**PROBLEM TO SOLVE**
Write every entry out again exactly, please, and skip the pictures.

[Pointing dataset records]

--------------------

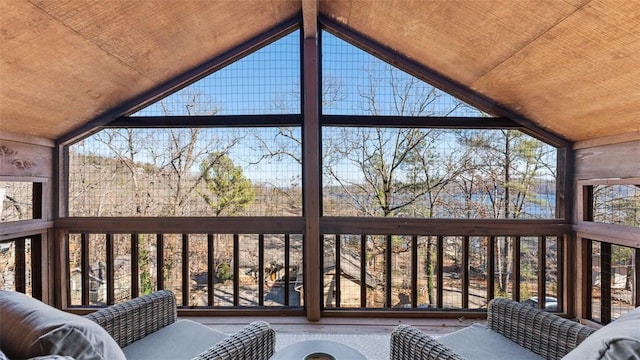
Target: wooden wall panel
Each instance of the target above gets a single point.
(609, 160)
(20, 159)
(618, 160)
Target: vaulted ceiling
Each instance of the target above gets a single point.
(570, 66)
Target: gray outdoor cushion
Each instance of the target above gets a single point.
(618, 340)
(183, 339)
(30, 328)
(480, 342)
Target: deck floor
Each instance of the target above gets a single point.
(335, 325)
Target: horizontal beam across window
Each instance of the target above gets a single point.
(205, 121)
(420, 122)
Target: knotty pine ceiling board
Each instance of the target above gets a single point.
(460, 39)
(580, 79)
(80, 61)
(52, 79)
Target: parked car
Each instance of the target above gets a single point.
(550, 303)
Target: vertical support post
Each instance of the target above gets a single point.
(261, 270)
(109, 271)
(210, 269)
(185, 270)
(338, 271)
(491, 267)
(37, 275)
(439, 274)
(135, 268)
(311, 178)
(363, 271)
(605, 283)
(287, 265)
(86, 269)
(542, 273)
(516, 266)
(20, 269)
(636, 277)
(387, 271)
(414, 271)
(236, 270)
(160, 261)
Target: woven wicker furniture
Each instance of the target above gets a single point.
(524, 333)
(142, 328)
(140, 318)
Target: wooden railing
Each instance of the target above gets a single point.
(255, 264)
(20, 269)
(612, 282)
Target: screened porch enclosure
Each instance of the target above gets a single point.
(305, 177)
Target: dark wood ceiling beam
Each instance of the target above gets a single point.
(439, 80)
(181, 81)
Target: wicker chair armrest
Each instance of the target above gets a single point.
(256, 341)
(544, 333)
(407, 343)
(134, 319)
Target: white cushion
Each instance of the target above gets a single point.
(30, 328)
(184, 339)
(618, 340)
(480, 342)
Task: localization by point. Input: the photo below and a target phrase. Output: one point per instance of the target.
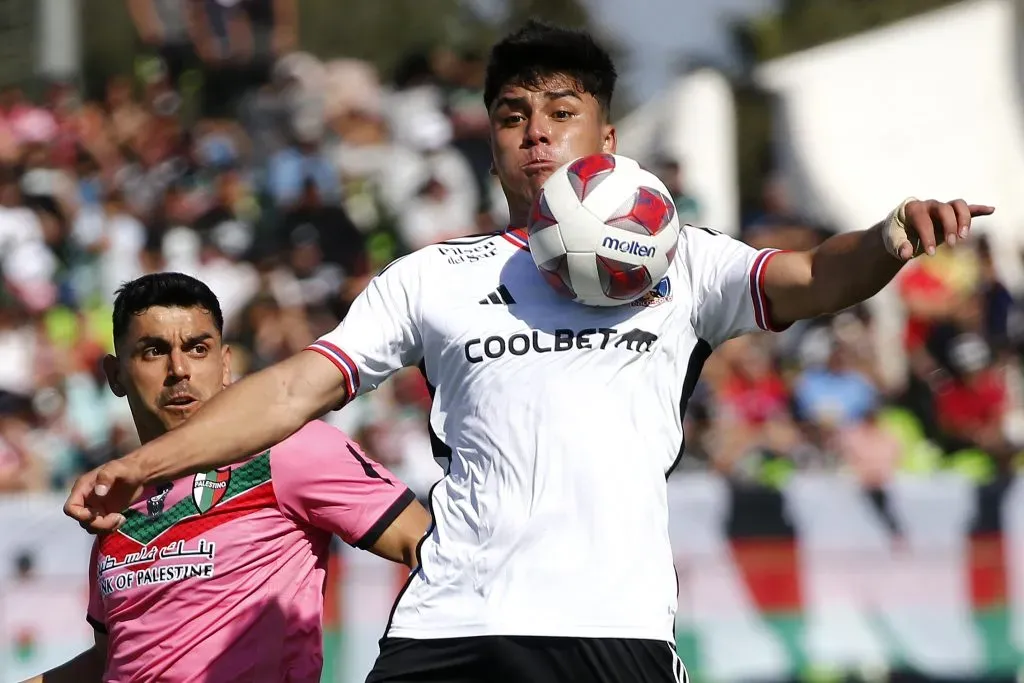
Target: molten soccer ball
(603, 230)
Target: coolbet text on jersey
(220, 577)
(560, 423)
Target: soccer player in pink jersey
(220, 575)
(550, 558)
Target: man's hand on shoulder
(98, 498)
(916, 226)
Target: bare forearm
(852, 267)
(245, 419)
(86, 668)
(843, 271)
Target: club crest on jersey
(657, 296)
(155, 504)
(209, 488)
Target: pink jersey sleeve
(95, 613)
(323, 478)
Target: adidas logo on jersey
(499, 296)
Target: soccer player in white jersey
(549, 559)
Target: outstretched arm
(849, 268)
(86, 668)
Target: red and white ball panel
(613, 221)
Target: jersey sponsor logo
(209, 488)
(631, 247)
(637, 340)
(469, 254)
(480, 349)
(655, 297)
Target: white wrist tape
(894, 231)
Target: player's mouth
(180, 402)
(539, 166)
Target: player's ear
(112, 369)
(610, 142)
(225, 356)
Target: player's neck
(518, 216)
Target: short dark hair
(163, 289)
(540, 50)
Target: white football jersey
(559, 424)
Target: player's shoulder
(440, 256)
(701, 247)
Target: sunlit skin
(170, 361)
(535, 130)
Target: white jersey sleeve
(727, 280)
(381, 333)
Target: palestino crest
(209, 487)
(658, 295)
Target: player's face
(536, 130)
(170, 363)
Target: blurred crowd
(285, 182)
(816, 396)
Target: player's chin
(535, 180)
(175, 415)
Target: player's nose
(177, 365)
(538, 131)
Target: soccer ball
(602, 230)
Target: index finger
(75, 506)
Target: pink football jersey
(220, 577)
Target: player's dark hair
(173, 290)
(540, 50)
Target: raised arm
(86, 668)
(851, 267)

--------------------

**ANSWER FOR THE TASK**
Target: wooden wall panel
Each instance of the target above gets a single point.
(609, 160)
(20, 159)
(618, 160)
Target: vaulted ceiling
Each instance of the target above gets a single point.
(570, 66)
Target: gray outdoor cushion
Each instance of the target above gets a single point.
(618, 340)
(183, 339)
(30, 328)
(480, 342)
Target: deck floor
Each instance of the target above gets a single point.
(335, 325)
Target: horizontal beam across window
Each instance of the target above gets a single point.
(205, 121)
(420, 122)
Target: knotty pine ceiling board
Each instance of the target above gets a single point.
(460, 39)
(580, 79)
(80, 61)
(52, 79)
Target: parked car
Each instance of the target above gets a single point.
(550, 303)
Target: vertical support post
Each instance of the target above gets a single point.
(261, 270)
(109, 271)
(210, 269)
(185, 270)
(338, 271)
(491, 267)
(37, 275)
(439, 274)
(135, 268)
(311, 178)
(363, 271)
(605, 283)
(287, 265)
(86, 269)
(542, 273)
(516, 266)
(20, 269)
(636, 277)
(387, 271)
(414, 271)
(236, 270)
(160, 261)
Target: woven wicker furniture
Each instance of the target above gets a single point.
(524, 333)
(142, 328)
(140, 318)
Target: wooden railing
Each instance of the target above gets a single point.
(255, 264)
(20, 269)
(612, 282)
Target: screened porch enclosure
Each instance of the target above gets a single point.
(305, 177)
Target: dark wood ceiling beam
Each instance of the target above gets a single point.
(439, 80)
(181, 81)
Target: wicker chair armrest
Each instance of the target above gets a single point.
(256, 341)
(544, 333)
(407, 343)
(134, 319)
Target: white cushion
Each instance of the target above gets a single point.
(30, 328)
(184, 339)
(618, 340)
(480, 342)
Task: localization by point. Input: the photo below and a target phrase. Output: one point per instance of the target.
Target: molten soccer ball
(603, 230)
Target: coolbet text on jersey
(220, 577)
(560, 423)
Target: soccer player in pink jersey
(220, 575)
(550, 558)
Target: man's hand on shoulder
(98, 498)
(916, 226)
Target: bare forearm
(852, 267)
(245, 419)
(86, 668)
(843, 271)
Target: club crest on jersey
(657, 296)
(155, 504)
(209, 488)
Target: pink jersey sleeve
(95, 613)
(323, 478)
Target: adidas logo on jersey
(499, 296)
Target: soccer player in white jersey
(549, 559)
Target: outstretched arm
(849, 268)
(86, 668)
Target: red and white ball panel
(613, 221)
Target: jersey sponsor logo
(209, 488)
(631, 247)
(637, 340)
(469, 254)
(480, 349)
(655, 297)
Target: white wrist tape
(894, 231)
Target: player's mouth
(180, 402)
(539, 166)
Target: player's ear
(112, 369)
(610, 142)
(225, 356)
Target: player's neck
(518, 216)
Target: short dark hair
(163, 289)
(540, 50)
Target: white football jersey
(559, 424)
Target: player's shoulder
(440, 256)
(701, 247)
Target: sunlit skin
(170, 361)
(535, 130)
Target: white jersey sleeve
(727, 280)
(381, 333)
Target: palestino crest
(209, 487)
(658, 295)
Target: player's face
(536, 130)
(170, 363)
Target: blurred crowd
(285, 182)
(816, 396)
Target: player's chin
(535, 180)
(175, 415)
Target: player's nose
(177, 365)
(538, 131)
Target: soccer ball
(602, 230)
Target: index finger
(75, 506)
Target: pink football jersey
(220, 577)
Target: player's dark hair
(173, 290)
(540, 50)
Target: raised arm
(86, 668)
(851, 267)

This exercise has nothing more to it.